INPUT MATERIAL =>
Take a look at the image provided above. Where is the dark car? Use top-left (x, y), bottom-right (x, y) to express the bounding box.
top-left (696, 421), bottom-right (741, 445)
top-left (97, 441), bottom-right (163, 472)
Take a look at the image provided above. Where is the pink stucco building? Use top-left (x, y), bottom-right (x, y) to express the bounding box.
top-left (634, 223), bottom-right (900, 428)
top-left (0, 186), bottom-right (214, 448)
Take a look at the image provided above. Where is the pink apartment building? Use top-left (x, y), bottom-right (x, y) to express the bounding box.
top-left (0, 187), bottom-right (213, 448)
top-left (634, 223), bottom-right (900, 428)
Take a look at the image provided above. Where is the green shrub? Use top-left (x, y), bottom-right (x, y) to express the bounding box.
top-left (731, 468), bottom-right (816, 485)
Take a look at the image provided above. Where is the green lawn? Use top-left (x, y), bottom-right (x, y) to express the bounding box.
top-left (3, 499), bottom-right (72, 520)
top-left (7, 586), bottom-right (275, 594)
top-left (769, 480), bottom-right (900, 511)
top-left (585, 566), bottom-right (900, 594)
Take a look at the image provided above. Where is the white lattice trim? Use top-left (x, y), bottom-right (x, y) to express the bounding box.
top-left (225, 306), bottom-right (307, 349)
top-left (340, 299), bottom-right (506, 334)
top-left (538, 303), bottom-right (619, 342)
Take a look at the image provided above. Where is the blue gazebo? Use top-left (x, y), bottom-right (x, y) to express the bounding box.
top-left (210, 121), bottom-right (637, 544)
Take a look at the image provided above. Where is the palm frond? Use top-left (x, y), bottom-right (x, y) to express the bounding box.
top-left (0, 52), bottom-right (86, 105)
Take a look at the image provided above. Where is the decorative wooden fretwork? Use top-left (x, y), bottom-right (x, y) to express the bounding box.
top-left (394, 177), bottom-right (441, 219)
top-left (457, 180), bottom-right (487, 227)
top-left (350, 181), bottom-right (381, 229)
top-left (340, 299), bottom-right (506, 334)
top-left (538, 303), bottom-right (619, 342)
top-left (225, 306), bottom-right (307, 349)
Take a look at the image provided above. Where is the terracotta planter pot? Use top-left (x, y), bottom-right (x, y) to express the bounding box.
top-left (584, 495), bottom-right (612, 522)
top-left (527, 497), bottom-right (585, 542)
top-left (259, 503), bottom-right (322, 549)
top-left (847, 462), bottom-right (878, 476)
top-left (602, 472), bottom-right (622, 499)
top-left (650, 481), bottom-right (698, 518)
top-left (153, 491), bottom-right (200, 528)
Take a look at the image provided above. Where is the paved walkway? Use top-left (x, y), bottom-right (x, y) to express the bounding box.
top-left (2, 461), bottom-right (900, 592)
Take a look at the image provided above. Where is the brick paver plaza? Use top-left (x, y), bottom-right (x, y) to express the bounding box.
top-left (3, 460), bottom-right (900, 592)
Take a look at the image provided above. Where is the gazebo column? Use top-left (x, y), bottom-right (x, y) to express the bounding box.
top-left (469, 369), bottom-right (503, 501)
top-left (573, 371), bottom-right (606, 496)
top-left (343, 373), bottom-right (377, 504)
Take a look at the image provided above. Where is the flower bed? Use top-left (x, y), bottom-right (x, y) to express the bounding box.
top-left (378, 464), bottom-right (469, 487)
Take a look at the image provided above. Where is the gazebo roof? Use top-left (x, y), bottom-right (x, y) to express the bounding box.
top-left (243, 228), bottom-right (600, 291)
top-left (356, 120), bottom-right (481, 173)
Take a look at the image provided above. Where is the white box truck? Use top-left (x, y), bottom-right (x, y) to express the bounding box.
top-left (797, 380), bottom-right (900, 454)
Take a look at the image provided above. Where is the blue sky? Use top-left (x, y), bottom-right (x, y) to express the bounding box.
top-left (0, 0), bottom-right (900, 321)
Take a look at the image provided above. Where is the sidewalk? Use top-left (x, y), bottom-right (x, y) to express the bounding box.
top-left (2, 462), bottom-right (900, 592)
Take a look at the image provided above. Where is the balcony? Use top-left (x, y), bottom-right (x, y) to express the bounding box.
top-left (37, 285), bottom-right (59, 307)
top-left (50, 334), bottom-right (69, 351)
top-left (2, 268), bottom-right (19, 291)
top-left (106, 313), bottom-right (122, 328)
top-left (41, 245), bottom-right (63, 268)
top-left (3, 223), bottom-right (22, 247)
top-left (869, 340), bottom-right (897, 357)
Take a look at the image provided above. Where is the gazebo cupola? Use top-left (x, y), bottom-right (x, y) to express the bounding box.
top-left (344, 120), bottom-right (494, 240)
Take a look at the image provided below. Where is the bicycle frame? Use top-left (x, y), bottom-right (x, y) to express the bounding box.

SHORT PROBLEM =>
Begin at the first line of the records and stop after the line that has "top-left (97, 441), bottom-right (163, 472)". Write those lines out again, requests included, multiply every coordinate in the answers by 1.8 and round to whole numbers (halves go up), and give only those lines.

EXPECTED ANSWER =>
Take a look at the image provided above. Where is the dark car? Use top-left (x, y), bottom-right (x, y) to express the bounding box.
top-left (1253, 758), bottom-right (1334, 801)
top-left (175, 794), bottom-right (293, 850)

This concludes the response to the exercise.